**Work instructions**
In the entries below, lay out everything from the line containing "point: buddha's nose" down to the line containing "column 1000, row 761", both ends included, as a Markdown table with the columns Row and Line. Number each line in Row and leave out any blank lines.
-=-=-=-=-
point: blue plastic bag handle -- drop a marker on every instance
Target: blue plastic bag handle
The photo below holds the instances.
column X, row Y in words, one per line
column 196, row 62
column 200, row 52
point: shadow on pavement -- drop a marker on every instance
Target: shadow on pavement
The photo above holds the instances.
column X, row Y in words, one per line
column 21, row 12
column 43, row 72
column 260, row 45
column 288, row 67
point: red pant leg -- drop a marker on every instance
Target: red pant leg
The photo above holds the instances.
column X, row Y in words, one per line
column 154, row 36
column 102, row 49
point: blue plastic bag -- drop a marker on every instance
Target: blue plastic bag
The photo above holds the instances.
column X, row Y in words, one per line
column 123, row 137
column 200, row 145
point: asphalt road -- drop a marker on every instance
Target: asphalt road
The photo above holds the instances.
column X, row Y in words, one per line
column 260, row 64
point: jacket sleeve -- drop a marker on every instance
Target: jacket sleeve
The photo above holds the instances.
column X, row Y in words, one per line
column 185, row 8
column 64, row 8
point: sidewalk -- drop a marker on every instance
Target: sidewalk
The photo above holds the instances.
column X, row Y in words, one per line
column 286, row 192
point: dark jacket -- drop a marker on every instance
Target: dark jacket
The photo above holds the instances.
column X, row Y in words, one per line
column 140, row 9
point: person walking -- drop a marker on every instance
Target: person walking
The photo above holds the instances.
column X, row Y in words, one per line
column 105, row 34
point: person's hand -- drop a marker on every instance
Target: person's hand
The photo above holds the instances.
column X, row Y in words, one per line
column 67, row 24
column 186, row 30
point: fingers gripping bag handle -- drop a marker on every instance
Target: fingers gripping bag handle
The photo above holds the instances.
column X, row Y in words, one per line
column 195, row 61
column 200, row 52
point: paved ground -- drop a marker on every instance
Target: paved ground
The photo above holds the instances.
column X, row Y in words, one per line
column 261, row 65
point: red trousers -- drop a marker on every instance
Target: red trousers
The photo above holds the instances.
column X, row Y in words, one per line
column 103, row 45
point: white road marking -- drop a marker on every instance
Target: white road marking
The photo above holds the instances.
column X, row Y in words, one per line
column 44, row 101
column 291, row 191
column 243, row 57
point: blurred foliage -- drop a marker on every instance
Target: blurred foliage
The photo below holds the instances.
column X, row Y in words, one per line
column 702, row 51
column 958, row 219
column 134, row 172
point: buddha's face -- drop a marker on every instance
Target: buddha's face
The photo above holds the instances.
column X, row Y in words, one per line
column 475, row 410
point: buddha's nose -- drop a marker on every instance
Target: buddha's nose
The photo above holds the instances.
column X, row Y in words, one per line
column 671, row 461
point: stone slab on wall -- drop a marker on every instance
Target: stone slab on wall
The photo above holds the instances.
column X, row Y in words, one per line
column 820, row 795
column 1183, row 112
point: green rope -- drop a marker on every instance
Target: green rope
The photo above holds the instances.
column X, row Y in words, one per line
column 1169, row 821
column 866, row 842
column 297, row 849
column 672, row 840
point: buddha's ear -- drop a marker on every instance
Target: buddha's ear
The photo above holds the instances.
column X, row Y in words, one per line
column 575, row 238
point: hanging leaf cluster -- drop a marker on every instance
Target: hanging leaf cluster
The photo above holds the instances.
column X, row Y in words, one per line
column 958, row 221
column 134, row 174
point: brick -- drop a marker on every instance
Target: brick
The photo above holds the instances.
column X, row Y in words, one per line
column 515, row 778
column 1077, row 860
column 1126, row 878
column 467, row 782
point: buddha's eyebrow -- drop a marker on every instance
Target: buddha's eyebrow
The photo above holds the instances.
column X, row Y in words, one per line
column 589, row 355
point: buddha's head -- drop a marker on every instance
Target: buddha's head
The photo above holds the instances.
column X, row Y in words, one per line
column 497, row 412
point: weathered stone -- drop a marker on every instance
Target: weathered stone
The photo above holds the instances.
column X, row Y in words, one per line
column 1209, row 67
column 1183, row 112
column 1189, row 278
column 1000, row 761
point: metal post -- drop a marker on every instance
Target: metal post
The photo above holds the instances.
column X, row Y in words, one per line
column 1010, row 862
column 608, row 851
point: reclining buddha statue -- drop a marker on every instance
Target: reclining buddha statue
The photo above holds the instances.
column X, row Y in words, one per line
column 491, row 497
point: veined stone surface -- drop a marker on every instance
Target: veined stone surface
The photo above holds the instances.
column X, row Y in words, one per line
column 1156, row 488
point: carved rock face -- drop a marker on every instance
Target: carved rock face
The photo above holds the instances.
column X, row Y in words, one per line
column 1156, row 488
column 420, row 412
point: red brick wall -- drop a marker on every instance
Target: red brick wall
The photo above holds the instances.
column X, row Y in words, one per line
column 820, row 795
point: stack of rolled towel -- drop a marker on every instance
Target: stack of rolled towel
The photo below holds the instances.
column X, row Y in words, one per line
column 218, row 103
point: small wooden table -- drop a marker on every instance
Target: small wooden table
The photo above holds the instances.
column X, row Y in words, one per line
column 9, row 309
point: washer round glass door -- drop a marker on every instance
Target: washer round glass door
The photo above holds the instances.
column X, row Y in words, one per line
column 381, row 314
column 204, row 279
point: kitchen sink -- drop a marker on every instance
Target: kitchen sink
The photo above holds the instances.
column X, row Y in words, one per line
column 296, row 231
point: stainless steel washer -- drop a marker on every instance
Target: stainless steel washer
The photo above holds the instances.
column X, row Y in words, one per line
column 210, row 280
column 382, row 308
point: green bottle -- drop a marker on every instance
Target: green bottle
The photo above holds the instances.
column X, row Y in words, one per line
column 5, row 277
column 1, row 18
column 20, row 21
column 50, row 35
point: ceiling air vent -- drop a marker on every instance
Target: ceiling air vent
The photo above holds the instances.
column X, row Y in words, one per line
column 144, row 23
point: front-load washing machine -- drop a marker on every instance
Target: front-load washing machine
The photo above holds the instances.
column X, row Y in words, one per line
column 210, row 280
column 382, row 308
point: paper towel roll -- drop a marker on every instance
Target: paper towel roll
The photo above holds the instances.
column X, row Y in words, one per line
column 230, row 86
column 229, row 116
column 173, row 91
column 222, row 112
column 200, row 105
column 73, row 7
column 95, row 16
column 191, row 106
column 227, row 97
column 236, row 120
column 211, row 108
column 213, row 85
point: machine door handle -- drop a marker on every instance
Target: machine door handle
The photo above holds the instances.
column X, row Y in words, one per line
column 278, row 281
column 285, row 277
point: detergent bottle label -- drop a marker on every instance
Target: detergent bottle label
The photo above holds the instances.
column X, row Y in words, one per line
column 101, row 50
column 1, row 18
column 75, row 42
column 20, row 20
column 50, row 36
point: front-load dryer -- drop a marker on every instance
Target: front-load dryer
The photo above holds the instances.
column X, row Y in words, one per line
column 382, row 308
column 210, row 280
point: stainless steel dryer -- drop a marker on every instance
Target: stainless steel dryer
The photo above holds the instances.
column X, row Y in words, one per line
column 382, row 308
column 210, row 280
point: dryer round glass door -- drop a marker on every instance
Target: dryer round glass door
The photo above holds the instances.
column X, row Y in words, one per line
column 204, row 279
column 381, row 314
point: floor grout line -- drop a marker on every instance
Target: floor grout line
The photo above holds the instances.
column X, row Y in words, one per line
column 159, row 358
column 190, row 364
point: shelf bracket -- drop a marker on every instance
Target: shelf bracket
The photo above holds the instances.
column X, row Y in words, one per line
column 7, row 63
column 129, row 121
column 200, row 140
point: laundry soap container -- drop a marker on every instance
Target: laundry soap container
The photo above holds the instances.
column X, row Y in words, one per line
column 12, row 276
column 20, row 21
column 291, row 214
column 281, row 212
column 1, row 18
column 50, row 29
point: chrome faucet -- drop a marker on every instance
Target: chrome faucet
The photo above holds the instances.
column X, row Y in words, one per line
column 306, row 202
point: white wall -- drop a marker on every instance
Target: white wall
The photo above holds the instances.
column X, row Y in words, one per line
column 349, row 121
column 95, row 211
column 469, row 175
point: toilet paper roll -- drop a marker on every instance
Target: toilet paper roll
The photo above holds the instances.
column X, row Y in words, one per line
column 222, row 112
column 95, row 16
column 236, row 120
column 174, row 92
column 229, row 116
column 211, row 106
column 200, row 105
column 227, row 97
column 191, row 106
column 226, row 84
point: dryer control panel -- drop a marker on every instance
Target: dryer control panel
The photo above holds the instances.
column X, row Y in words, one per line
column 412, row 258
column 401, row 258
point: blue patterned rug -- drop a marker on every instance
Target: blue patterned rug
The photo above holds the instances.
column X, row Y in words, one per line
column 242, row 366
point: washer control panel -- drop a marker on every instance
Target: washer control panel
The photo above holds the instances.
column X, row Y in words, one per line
-=-=-=-=-
**Response to the exercise**
| Row | Line |
|---|---|
| 1 | point: buddha's nose -- drop a marker on every instance |
| 2 | Target: buddha's nose |
| 3 | The photo above holds the instances. |
| 4 | column X, row Y in words, one per line |
| 5 | column 671, row 461 |
| 6 | point: stone slab on wall -- drop a marker on every instance |
| 7 | Target: stone slab on wall |
| 8 | The photo above holds the instances. |
| 9 | column X, row Y in words, one per line |
| 10 | column 820, row 795 |
| 11 | column 1183, row 112 |
| 12 | point: green rope -- drop a marker on every instance |
| 13 | Target: green rope |
| 14 | The photo above holds the instances. |
| 15 | column X, row Y in words, one per line |
| 16 | column 1169, row 821 |
| 17 | column 866, row 842 |
| 18 | column 297, row 849 |
| 19 | column 672, row 840 |
| 20 | point: buddha's ear -- drop a marker on every instance |
| 21 | Target: buddha's ear |
| 22 | The photo above holds the instances. |
| 23 | column X, row Y in words, one per line |
| 24 | column 575, row 238 |
| 25 | point: hanging leaf cluster -- drop a marker on every instance |
| 26 | Target: hanging leaf cluster |
| 27 | The photo above holds the instances. |
| 28 | column X, row Y in words, one per line |
| 29 | column 958, row 221 |
| 30 | column 134, row 174 |
| 31 | point: brick -- drop a marker on every instance |
| 32 | Target: brick |
| 33 | The photo above holds the instances. |
| 34 | column X, row Y in words, one per line |
| 35 | column 515, row 778 |
| 36 | column 1077, row 860 |
| 37 | column 1126, row 878 |
| 38 | column 467, row 782 |
| 39 | point: buddha's eyebrow -- drop a marker on every instance |
| 40 | Target: buddha's eyebrow |
| 41 | The photo above holds the instances. |
| 42 | column X, row Y in words, one per line |
| 43 | column 589, row 355 |
| 44 | point: buddha's head -- drop a marker on every instance |
| 45 | Target: buddha's head |
| 46 | The photo above holds the instances. |
| 47 | column X, row Y in words, one per line |
| 48 | column 497, row 412 |
| 49 | point: weathered stone -- drop a marker on every instance |
| 50 | Target: weathered stone |
| 51 | The photo above holds the instances. |
| 52 | column X, row Y in words, one per line |
| 53 | column 1209, row 67 |
| 54 | column 1183, row 112 |
| 55 | column 1189, row 278 |
| 56 | column 1000, row 761 |